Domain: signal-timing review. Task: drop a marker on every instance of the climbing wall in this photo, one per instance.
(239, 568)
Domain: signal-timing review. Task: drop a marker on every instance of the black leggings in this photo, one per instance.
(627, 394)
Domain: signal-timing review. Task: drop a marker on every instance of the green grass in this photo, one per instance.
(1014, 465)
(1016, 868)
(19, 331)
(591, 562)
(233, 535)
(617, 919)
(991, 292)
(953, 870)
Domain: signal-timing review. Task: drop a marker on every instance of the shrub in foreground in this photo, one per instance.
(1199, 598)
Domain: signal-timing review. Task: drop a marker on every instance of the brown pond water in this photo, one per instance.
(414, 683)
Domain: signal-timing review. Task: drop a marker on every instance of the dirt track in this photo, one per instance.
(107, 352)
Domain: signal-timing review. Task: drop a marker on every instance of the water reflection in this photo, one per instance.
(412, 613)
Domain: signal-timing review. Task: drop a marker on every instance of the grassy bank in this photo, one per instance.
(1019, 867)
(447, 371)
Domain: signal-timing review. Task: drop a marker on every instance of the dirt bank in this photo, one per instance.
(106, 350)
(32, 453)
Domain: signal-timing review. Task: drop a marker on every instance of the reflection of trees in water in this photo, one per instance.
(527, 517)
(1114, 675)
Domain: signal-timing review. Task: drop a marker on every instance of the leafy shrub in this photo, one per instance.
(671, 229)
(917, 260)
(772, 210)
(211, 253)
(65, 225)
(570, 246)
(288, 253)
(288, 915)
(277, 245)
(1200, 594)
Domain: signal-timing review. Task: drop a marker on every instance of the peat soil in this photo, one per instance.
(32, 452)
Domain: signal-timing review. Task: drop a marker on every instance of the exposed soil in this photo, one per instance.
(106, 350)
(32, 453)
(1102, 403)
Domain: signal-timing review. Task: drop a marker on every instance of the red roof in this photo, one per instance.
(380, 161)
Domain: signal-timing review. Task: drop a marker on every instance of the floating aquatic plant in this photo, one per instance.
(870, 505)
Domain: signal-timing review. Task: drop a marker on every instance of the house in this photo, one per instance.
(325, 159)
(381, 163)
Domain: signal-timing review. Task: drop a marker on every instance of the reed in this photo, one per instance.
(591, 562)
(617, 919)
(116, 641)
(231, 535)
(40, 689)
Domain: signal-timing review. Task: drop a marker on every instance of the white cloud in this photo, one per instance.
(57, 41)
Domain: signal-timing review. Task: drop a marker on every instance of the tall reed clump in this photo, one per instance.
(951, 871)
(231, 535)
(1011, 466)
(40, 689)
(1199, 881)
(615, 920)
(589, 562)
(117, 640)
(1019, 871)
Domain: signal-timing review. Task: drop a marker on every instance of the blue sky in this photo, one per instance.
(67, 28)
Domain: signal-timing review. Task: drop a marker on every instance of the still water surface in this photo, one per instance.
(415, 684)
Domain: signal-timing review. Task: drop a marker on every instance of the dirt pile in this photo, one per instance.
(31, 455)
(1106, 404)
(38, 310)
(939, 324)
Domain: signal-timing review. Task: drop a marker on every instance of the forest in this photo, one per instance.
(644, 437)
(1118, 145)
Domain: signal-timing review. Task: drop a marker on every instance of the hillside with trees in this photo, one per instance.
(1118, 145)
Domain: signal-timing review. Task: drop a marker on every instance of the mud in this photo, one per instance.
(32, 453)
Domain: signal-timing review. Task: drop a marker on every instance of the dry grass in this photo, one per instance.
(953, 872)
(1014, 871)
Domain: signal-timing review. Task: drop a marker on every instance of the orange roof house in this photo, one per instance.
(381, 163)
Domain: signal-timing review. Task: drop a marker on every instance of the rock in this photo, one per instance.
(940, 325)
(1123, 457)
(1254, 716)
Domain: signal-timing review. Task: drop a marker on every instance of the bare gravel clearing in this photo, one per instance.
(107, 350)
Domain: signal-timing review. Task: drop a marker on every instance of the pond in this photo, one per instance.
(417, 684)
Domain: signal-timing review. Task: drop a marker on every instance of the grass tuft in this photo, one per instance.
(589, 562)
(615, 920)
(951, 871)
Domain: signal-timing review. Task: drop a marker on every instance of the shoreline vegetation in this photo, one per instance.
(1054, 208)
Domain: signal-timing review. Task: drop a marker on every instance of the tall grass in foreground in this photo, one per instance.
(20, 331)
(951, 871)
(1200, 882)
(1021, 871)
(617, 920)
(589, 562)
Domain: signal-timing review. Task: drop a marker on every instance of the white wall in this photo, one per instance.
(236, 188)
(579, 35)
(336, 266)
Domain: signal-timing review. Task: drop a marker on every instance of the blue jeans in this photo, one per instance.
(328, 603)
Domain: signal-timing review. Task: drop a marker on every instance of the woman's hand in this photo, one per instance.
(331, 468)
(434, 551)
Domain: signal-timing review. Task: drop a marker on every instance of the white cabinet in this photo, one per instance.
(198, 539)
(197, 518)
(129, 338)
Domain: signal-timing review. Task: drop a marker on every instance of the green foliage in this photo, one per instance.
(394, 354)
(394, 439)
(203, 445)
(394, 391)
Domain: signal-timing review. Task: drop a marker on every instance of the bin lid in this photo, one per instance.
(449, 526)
________
- _The request_:
Render the lines of the records above as a Markdown table with the columns Row and Entry, starting with the line containing "rock in this photo, one per instance." and going on through the line containing "(1054, 208)". Include both of those lines, number the rows in order, and leave out any blank lines.

- _Output for this exercise_:
| Row | Entry |
|---|---|
| 1 | Domain: signal-timing review. Task: drop a marker on every instance of the rock in this photo, one per instance. |
| 2 | (940, 325) |
| 3 | (1123, 457) |
| 4 | (1254, 716) |
| 5 | Domain: signal-timing review. Task: drop a marker on every instance of the bare gravel clearing in this photo, one per instance. |
| 6 | (107, 350) |
| 7 | Domain: signal-timing review. Task: drop a marker on every instance of the pond in this photo, one per instance. |
| 8 | (417, 684) |
| 9 | Domain: signal-timing review. Task: drop a marker on every instance of the grass tuft in this photo, one per instance. |
| 10 | (589, 562) |
| 11 | (615, 920) |
| 12 | (951, 871) |
| 13 | Domain: signal-timing review. Task: drop a marker on every instance of the shoreline vegetation in this photo, one per instance. |
| 14 | (1054, 208) |